Acknowledgement

The content of this post is based on a summary of the Parallel systems (COMP8300) course at the Australian National University, which I have greatly benefited from. Thanks to lecturers Dr. Alberto F. Martin, Prof. John Taylor.

Hardware

Single processor design

Instruction pipelining (Single instruction issue)

Break instructions into \(k\) stages each that are overlapped in time.

e.g. (\(k = 5\) stages)

FI = fetch instruction

DI = decode instruction

FO = fetch operand

EX = execute instruction

WB = write back

Ideally, one gets \(k\)-way asymptotic parallelism speedup.

However, hard to maximize utilization in practice: - Constrained by dependencies among instructions; CPU must ensure result is the same as if no pipelining. - FO & WB stages may involve memory accesses and my possibly stall hte pipeline. - conditional branch instructions are problematic: the wrong guess may require flushing succeeding instructions from the pipeline and rolling back

Super-scalar execution (Multiple instruction issue)

(Extracted material):
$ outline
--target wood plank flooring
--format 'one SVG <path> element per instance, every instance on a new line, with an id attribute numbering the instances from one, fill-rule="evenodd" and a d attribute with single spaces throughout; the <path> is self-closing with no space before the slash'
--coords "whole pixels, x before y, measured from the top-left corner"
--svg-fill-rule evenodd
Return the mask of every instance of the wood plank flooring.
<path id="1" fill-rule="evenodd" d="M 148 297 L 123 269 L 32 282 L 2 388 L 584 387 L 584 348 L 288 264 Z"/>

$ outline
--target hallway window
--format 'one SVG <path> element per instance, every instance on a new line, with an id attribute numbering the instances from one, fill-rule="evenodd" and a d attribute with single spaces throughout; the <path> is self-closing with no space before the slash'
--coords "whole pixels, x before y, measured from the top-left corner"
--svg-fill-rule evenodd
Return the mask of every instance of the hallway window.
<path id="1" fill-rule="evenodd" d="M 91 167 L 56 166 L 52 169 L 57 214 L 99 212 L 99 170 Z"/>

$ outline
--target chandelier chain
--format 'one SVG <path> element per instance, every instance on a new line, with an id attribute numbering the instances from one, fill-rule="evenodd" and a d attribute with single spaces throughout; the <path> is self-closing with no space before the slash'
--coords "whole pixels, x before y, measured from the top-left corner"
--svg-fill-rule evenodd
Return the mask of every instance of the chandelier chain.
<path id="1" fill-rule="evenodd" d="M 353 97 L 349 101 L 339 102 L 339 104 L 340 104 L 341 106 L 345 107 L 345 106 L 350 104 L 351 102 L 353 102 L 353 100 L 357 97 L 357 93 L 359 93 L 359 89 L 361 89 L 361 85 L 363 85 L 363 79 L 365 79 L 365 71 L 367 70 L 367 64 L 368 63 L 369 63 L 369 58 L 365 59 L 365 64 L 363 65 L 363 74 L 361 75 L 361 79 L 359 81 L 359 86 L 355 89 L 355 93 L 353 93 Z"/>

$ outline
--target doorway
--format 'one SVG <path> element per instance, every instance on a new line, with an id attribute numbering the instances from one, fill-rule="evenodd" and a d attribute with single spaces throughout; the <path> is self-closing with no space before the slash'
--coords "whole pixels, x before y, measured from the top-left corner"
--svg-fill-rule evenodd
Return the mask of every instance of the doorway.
==
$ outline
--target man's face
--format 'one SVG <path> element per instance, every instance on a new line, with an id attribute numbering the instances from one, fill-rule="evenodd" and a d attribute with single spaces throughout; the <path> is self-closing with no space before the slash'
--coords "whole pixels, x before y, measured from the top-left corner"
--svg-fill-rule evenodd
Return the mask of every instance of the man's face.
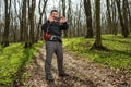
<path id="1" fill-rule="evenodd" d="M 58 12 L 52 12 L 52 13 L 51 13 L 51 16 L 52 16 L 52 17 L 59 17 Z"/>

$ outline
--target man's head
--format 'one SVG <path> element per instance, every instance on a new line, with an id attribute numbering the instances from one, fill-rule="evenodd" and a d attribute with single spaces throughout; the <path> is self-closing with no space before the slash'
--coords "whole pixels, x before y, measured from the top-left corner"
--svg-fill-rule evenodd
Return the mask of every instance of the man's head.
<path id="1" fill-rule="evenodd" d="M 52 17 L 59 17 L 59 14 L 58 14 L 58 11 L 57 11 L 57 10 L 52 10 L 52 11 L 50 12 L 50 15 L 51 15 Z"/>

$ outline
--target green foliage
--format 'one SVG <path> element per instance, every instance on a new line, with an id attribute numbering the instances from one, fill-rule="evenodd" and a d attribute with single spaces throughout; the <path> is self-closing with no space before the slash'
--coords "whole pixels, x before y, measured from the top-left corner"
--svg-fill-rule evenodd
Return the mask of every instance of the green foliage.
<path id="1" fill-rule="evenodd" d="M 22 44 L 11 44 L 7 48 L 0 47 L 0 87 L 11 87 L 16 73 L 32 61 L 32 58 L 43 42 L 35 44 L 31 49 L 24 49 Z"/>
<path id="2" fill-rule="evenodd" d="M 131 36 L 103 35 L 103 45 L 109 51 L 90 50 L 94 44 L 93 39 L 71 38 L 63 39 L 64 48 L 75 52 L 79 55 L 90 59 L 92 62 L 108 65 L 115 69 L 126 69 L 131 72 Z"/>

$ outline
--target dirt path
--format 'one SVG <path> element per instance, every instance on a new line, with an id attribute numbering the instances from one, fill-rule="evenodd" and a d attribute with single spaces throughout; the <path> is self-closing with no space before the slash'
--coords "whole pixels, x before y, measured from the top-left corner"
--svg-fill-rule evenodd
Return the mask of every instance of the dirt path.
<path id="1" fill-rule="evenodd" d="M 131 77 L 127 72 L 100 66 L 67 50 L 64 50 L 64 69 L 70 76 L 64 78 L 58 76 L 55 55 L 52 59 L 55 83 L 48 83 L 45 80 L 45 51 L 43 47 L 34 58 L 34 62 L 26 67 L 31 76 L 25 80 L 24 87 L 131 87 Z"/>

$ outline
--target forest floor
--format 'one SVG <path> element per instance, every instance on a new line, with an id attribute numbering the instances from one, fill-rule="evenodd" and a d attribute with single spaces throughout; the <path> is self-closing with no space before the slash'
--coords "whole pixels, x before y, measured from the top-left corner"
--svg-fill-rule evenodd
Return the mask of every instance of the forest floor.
==
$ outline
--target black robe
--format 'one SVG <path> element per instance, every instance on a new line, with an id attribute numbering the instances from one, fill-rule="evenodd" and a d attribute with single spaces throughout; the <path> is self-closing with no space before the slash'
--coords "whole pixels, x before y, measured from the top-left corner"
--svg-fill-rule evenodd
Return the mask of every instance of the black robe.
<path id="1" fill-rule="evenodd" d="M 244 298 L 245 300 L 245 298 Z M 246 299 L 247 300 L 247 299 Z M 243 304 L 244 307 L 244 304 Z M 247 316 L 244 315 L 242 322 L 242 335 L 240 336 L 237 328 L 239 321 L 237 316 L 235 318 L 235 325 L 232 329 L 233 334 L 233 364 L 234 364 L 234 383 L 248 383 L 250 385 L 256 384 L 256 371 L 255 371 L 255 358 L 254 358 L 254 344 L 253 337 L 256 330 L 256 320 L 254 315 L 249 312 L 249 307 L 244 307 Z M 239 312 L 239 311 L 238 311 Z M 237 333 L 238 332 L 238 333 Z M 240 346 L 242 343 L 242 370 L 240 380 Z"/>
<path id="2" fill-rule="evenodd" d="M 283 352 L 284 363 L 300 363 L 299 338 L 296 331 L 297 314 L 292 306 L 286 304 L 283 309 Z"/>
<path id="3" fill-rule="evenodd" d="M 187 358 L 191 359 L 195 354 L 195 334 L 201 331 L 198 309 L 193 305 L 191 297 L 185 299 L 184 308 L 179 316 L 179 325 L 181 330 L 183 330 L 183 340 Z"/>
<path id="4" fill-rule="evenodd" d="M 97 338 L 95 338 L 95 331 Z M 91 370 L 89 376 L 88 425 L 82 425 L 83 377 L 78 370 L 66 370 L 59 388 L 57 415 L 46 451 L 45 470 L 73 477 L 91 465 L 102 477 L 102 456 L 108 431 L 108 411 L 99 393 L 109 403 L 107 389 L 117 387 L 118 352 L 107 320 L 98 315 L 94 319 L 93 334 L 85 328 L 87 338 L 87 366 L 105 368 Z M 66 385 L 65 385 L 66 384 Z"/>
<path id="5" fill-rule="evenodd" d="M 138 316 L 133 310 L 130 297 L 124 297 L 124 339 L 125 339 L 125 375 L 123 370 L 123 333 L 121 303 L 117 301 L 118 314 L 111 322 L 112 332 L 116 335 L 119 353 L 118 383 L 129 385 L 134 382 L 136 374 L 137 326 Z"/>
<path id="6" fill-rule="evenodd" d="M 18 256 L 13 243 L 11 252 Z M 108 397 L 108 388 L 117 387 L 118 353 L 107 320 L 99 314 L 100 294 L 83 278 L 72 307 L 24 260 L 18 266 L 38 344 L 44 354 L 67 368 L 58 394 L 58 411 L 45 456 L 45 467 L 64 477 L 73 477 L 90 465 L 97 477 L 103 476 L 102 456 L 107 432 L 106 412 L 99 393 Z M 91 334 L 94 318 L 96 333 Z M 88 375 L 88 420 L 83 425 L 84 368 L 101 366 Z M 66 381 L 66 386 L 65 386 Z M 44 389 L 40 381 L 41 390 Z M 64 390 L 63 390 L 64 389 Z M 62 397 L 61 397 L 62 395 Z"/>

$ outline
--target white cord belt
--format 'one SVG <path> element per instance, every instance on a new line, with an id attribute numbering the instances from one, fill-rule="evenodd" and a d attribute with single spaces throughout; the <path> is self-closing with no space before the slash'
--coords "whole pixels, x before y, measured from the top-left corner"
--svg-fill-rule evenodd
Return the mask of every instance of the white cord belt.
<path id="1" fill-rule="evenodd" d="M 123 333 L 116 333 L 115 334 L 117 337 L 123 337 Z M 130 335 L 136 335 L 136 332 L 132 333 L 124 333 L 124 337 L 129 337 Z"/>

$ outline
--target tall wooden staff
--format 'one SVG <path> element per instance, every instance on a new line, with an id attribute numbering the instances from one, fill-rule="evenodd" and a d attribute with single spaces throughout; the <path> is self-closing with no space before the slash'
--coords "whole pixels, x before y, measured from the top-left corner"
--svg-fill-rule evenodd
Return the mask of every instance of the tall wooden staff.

(Set exercise 1):
In the hardware notes, edit the part that begins at the words "DI = decode" and stops after "(Multiple instruction issue)" so that "usage" replaces "utilization".
(Set exercise 2):
According to the hardware notes, what can a wrong guess on a conditional branch instruction require?
(Set exercise 3):
Name every stage in the five-stage pipelining example from the hardware notes, with its abbreviation.

(Task answer 1):
DI = decode instruction

FO = fetch operand

EX = execute instruction

WB = write back

Ideally, one gets \(k\)-way asymptotic parallelism speedup.

However, hard to maximize usage in practice: - Constrained by dependencies among instructions; CPU must ensure result is the same as if no pipelining. - FO & WB stages may involve memory accesses and my possibly stall hte pipeline. - conditional branch instructions are problematic: the wrong guess may require flushing succeeding instructions from the pipeline and rolling back

Super-scalar execution (Multiple instruction issue)

(Task answer 2):
It can require flushing succeeding instructions from the pipeline and rolling back.

(Task answer 3):
FI: fetch instruction
DI: decode instruction
FO: fetch operand
EX: execute instruction
WB: write back